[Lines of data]
====

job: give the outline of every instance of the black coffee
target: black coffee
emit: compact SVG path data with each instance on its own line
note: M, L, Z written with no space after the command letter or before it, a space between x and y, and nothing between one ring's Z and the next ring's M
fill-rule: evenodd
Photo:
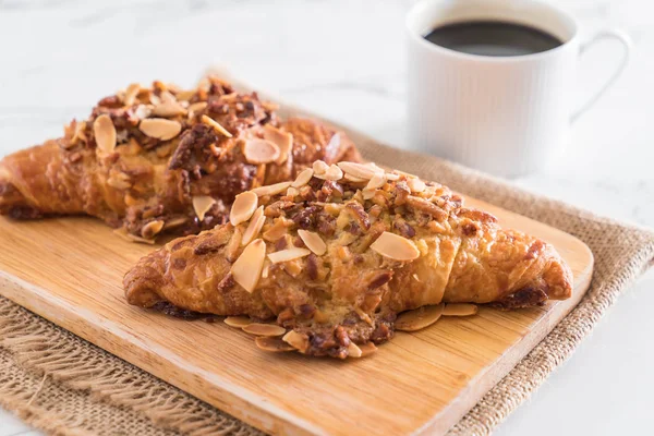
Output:
M522 56L552 50L564 44L534 27L500 21L471 21L436 27L425 39L470 55Z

====

● Exercise task: Pull out each line of the data above that contains the word "with".

● Problem solution:
emit: compact SVG path data with each instance on its own line
note: M, L, Z written with no space after the command letter or before it, a space between x and y, and nothing between one ring's Z and the next ring's M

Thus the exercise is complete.